OLBERMANN: Remember when Mark Foley was at the center of the Mark Foley scandal? How many years ago was that?

In our fourth story on the COUNTDOWN, continuing repercussions threatening to swamp even more Republican members of Congress in the Republican sex scandal. House majority leader John Boehner took a little time out from coordinating GOP campaign efforts to testify before the House Ethics Committee today about what he knew about Foley.

So did Jeff Trandahl, the former clerk of the House. According to ABCNews.com, he told the committee a top aide to House speaker Denny Hastert was briefed regularly about issues with the page program, including, quote, “a problem group of House members and staff who spent too much time socializing with pages,” not just Foley, a group, and not just Hastert found out last month, but a top aide was briefed regularly.

And there is news about Mr. Foley himself today, a 72-year-old priest telling at least two media outlets he had contact with Foley when Foley was in his early teens that Foley might have considered inappropriate, like overnight trips and naked saunas, that priest issuing a somewhat less than reassuring denial today.

(BEGIN AUDIO CLIP)

MERCIECA (ON PHONE): I touched him also, you know. But I didn’t, it’s (INAUDIBLE) with us than, it’s not something (INAUDIBLE), I mean, rape or penetration or anything like that, you know, it was just fondling, (INAUDIBLE).

UNIDENTIFIED MALE: At the time, did you think you were doing anything wrong?

-*-*-

## Tasks to carry out
**A.** Render this sentence from the Foley scandal transcript into Spanish: "House majority leader John Boehner took a little time out from coordinating GOP campaign efforts to testify before the House Ethics Committee today about what he knew about Foley."
**B.** Duplicate the passage of the Foley scandal transcript that begins at the words "And there is" and stops after "(BEGIN AUDIO CLIP)".
**C.** Pick up the Foley scandal transcript after its final line and continue it.

## Data records
-*-*-

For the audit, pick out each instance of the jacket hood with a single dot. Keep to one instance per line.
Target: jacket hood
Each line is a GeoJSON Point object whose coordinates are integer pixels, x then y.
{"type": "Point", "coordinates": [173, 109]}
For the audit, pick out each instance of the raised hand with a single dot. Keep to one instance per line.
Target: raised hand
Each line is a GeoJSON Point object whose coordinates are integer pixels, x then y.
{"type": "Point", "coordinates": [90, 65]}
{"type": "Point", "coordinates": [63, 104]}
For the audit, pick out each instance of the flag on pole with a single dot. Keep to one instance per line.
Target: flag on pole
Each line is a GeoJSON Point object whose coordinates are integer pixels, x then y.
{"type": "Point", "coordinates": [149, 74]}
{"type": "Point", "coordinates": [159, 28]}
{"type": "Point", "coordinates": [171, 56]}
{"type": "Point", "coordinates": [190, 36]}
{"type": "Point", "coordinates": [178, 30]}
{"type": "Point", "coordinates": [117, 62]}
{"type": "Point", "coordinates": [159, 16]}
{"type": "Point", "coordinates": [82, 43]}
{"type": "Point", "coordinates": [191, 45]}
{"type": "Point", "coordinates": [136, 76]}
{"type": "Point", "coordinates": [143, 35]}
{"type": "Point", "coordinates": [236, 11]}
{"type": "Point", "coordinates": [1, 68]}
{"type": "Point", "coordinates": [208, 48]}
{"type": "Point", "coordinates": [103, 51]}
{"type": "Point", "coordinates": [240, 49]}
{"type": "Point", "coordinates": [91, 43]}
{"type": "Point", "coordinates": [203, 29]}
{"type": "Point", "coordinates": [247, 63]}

-*-*-

## Exercise answers
**A.** El líder de la mayoría de la Cámara, John Boehner, se tomó un poco de tiempo, dejando de coordinar los esfuerzos de campaña del Partido Republicano, para testificar hoy ante el Comité de Ética de la Cámara sobre lo que sabía acerca de Foley.

**B.**
And there is news about Mr. Foley himself today, a 72-year-old priest telling at least two media outlets he had contact with Foley when Foley was in his early teens that Foley might have considered inappropriate, like overnight trips and naked saunas, that priest issuing a somewhat less than reassuring denial today.

(BEGIN AUDIO CLIP)

**C.**
MERCIECA: Because then, I didn’t. He really seemed to like it, you know. So it was more—sort of more like a spontaneous thing.

(END VIDEO CLIP)

OLBERMANN: As associate editor of “The Hill” newspaper, A.B. Stoddard covers Congress, and not that stuff, and probably knows more than she can say about the Foley scandal.

Ms. Stoddard, thank you for your time tonight.

A.B. STODDARD, “THE HILL”: Thank you.

OLBERMANN: Do the details about Foley’s past, other than, you know, giving us all a kind of a sick feeling, does it change the story? Or is Foley, at this point, almost a footnote as the focus has shifted to the coverup?

STODDARD: Oh, I, well, of course the coverup is more important. But I think it’s so interesting, what happened today, because Mark Foley is in seclusion in an alcohol treatment center, in hiding. We don’t have any, you know, B-roll of him leaving the, you know, the building through the back door or anything. He’s in hiding.

And he has chosen to contact the diocese and identify, locate, and get interviewed—succeed in having this priest interviewed and for all the world to see. So I think he’s exacting his revenge upon the leadership of the House and is probably enjoying this. This is all something, you know, he has not chosen to do for 39 years, and could have done privately.

And he knows exactly what this will do. It doesn’t exonerate him, he doesn’t think, he’s telling us he doesn’t expect it to. And it will infuriate the religious Republicans in the party, the cultural conservatives, that they, that he knows really need to turn out and save this majority in this election. So I find that development really quite stunning.

OLBERMANN: To the particulars of the coverup, the Trandahl testimony today, ABC reporting that he told the Ethics Committee he briefed a—or at least a top aide to Hastert was briefed regularly. How does Dennis Hastert move out of the way of that?

STODDARD: Dennis has, well, you know, that’s sort of at this point a moot point, because Dennis Hastert is, no matter what happens, it looks like they’ll lose the House, but Dennis Hastert, the expectation is at this point is going to leave.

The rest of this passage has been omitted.